Natural-language object grounding data ->
########
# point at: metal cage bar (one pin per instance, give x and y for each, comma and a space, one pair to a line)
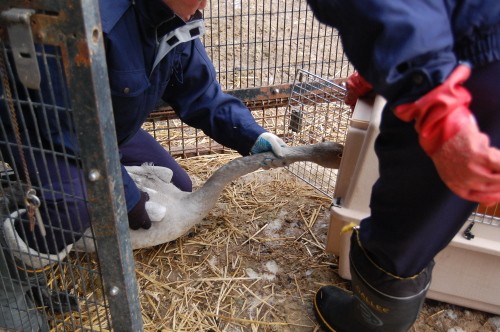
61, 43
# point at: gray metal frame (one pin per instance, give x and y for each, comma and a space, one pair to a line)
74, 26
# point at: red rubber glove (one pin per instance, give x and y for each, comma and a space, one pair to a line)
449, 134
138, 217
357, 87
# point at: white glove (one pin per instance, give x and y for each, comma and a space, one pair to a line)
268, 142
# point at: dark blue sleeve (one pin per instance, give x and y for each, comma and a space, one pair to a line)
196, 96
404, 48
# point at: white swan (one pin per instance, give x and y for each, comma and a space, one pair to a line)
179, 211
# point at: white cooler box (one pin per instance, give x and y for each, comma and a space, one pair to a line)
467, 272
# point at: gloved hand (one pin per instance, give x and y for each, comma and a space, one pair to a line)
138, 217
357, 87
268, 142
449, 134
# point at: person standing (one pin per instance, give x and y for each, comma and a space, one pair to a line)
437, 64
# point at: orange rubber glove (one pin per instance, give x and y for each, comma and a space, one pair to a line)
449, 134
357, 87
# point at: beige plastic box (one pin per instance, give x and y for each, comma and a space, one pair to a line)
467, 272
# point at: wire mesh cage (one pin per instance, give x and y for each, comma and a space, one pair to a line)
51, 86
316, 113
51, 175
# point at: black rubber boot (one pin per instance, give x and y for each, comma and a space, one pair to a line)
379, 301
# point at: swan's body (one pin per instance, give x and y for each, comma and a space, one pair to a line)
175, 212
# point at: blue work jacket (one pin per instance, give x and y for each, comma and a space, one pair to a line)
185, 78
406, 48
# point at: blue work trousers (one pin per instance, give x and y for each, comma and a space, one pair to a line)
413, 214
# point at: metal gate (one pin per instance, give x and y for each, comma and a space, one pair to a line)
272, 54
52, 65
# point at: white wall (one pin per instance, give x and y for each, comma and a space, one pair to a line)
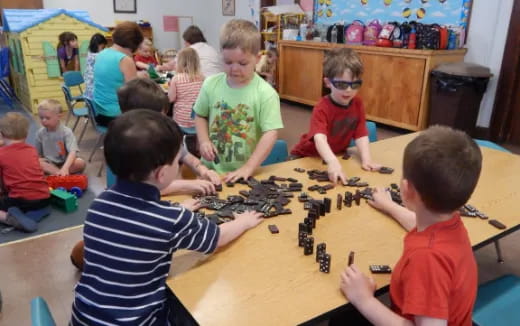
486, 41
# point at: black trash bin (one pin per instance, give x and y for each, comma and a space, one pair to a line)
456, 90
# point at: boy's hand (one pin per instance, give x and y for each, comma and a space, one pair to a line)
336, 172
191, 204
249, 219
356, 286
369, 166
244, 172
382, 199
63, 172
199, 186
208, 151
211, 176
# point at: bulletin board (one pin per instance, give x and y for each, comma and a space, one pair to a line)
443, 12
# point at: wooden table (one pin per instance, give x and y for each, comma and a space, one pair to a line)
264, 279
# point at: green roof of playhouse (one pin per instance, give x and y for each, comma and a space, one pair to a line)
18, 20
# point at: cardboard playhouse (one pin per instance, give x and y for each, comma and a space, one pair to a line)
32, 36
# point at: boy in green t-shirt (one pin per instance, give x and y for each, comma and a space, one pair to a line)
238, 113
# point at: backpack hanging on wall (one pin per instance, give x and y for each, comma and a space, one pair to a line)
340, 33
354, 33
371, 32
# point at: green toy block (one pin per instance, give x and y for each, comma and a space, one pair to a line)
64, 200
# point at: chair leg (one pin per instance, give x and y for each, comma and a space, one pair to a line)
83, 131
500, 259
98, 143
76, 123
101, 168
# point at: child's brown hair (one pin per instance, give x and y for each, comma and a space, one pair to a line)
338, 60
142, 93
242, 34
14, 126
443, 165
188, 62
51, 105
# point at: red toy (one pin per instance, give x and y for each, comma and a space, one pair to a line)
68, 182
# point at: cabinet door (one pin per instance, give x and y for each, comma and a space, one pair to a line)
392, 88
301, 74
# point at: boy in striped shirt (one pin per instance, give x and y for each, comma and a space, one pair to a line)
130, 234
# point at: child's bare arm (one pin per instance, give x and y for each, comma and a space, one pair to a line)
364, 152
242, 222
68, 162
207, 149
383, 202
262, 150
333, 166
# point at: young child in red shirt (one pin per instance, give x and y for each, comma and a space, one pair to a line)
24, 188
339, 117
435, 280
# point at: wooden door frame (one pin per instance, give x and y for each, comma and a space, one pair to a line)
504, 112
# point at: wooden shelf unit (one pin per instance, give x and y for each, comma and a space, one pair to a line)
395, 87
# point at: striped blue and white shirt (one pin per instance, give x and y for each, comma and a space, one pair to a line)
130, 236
########
Every line above gets copied exactly; none of the pictures do.

WRITTEN ANSWER ->
# point at: metal cage bar (one pin per instance, give x and y for each, comma and a space, one pair to a line)
61, 43
# point at: gray metal frame (one pin per instance, give x and y for each, comma and a space, one pair to a line)
74, 26
# point at: red rubber glove (one pin per instance, give x and y for each, comma and a space, one pair to a line)
449, 134
138, 217
357, 87
# point at: white glove (one pin per instance, give x and y for each, comma and a space, one pair to a line)
268, 142
# point at: dark blue sleeve (one pin per instance, give x and y for each, comma and a space, one pair to a line)
196, 96
404, 48
# point at: white swan (one pin per instance, give x and y for each, comma and a space, one pair to a line)
179, 211
# point at: white cooler box (one pin per instance, give x and y for each, comma and a space, one pair to a line)
467, 272
# point at: gloved hand (one pin per instance, give x and y for each, comma and a space, one pair to a line)
138, 217
357, 87
268, 142
449, 134
# point at: person standing (one pin per instance, give x and y for each, comma and a space, one pair to a line)
437, 64
# point at: orange rubber glove (one pin per instance, give x and y for each, comma and a space, one pair to a line)
449, 134
357, 87
# point at: beige plastic box (one pin per instance, give x and y for each, comma and a space, one pair to a line)
467, 272
# point at: wire mesh cage (one pin per instance, give x and y for each, comma and a space, one pair to a line)
51, 86
316, 113
51, 175
# point at: black rubber boot (one pin per instance, give x and y for each, comma and a space, one pair to a line)
379, 301
# point at: swan's body (one pin per instance, give x and y for each, comma and a space, one pair to a line)
175, 212
# point at: blue work jacket (one pin per instance, give x and y for each, comma and a space, one pair to a line)
185, 78
406, 48
# point at: blue work trousers (one pin per instance, give x and y for each, comma and a space, one pair to a line)
413, 214
# point at: metal gate (one pin per instance, give x and y for each, comma and a space, one pair to a line)
272, 54
52, 65
# point at: white wall (one pin per instance, give x and y for each, comma and a space, one pair to a line)
486, 41
# point at: black trash bin (one pin per instance, give x and y for each, comma and a space, one pair to a line)
456, 90
# point at: boy's hand (one pin per instance, give x and y for each, comma and a space, one pair to a line)
336, 172
191, 204
249, 219
356, 286
369, 166
244, 172
382, 199
63, 172
199, 186
208, 151
211, 176
# point at: bulletin board (one pin per instance, give x and y for each, comma and a space, one pair to a line)
443, 12
# point at: wooden table (one pin per instance, give x and y for each, comma and a space, one pair to a line)
264, 279
# point at: green roof of playhouse (one pin per instance, give x and y for each, comma and a space, one pair to a line)
18, 20
# point at: cardboard playhouse (one pin per instance, give x and y for each, comma and a space, one pair to a line)
32, 36
# point at: boy in green t-shirt (one pin per instance, give x and y for each, comma and a space, one pair to a line)
238, 113
# point at: backpack hanging on wall (one pin per instance, give x and y for each, comma and a space, one pair to a line)
340, 33
354, 33
371, 32
# point at: green toy block (one pin per instance, give x and y for each, comma and a space, one pair to a line)
64, 200
# point at: chair leg (one pin per instance, give x and y for each, comma and a space, one pair to a line)
83, 131
500, 259
98, 143
76, 123
101, 168
# point at: child's brown hair (one pin per instance, give x and y for each, comma and a space, one pair to a line)
338, 60
142, 93
242, 34
14, 126
443, 165
188, 62
51, 105
# point at: red toy (one pin per instance, give x and y for each, comma and a space, one pair to a line)
68, 182
# point at: cabinet door (one pin per instance, give x and y for each, comma and a space, one pair to a line)
392, 88
301, 74
# point at: boy in striped shirt (one pin per instance, give x and y for each, comma and a space, one pair to a line)
130, 234
# point at: child's bare arm (one pin per instance, give x and y for each, comma and a space, one pair to a line)
364, 152
242, 222
68, 162
207, 149
383, 202
262, 150
333, 166
# point at: young child in red shirt (one pin per instance, give x and y for each, comma and a space, one pair to a line)
24, 188
339, 117
435, 280
# point at: wooden door frame (one pin per instance, give x and y for each, comma and a space, one pair to a line)
504, 112
# point at: wooden shelf unit (one pin per instance, give x and y for each, comma and a space, one pair to a line)
395, 87
# point at: striped blue and white shirt (one pin per instance, give x and y for each, comma and a space, one pair to a line)
130, 236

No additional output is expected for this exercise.